**WORK INSTRUCTIONS**
Copy out word for word everything from the row containing "Target: metal sign post" down to the last row, keeping both of those rows.

(Object point labels)
+++

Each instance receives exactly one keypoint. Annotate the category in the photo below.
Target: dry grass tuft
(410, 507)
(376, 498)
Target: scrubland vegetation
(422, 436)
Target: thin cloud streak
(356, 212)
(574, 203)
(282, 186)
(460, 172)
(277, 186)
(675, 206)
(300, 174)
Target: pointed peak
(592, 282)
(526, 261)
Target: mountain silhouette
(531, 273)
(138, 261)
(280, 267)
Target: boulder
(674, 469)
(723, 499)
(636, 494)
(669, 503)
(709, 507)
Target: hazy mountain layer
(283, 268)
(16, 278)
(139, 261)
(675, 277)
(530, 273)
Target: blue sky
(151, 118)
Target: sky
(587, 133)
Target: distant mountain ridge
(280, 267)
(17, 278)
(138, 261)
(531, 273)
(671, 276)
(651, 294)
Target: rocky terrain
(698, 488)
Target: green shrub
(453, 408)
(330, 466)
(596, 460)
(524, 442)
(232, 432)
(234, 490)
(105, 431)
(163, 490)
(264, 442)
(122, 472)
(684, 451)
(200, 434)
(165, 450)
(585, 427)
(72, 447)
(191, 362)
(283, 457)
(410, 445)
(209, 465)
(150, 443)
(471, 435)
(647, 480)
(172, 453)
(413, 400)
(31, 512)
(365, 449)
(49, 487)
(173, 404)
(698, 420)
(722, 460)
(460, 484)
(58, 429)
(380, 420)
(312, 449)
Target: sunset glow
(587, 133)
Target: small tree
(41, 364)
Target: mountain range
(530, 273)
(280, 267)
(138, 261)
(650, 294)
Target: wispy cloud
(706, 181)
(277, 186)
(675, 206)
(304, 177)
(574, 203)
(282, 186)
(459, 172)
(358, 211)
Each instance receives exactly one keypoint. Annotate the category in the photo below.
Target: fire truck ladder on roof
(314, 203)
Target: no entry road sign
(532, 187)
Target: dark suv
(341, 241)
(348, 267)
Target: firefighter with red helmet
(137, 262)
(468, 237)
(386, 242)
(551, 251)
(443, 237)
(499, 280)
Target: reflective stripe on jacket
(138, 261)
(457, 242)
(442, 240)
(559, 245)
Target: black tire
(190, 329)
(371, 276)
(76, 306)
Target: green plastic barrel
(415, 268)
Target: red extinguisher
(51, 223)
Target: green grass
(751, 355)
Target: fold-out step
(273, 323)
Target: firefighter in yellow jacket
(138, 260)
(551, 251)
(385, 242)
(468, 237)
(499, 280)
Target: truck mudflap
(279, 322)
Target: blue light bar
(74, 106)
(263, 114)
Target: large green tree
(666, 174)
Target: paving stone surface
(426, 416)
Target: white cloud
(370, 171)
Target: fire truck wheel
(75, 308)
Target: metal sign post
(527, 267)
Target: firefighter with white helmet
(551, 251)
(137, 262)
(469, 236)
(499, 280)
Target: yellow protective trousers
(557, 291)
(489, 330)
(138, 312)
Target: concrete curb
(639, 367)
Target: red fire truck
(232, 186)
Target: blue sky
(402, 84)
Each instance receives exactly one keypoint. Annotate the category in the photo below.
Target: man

+++

**WRITTEN ANSWER**
Target: metal sign post
(527, 267)
Target: firefighter with white helmet
(551, 251)
(137, 262)
(469, 236)
(499, 280)
Target: yellow protective trousers
(557, 291)
(489, 330)
(138, 312)
Target: concrete curb
(639, 367)
Target: red fire truck
(232, 186)
Target: blue sky
(402, 84)
Each instance receives exactly one keypoint. Annotate the category in the photo below.
Target: man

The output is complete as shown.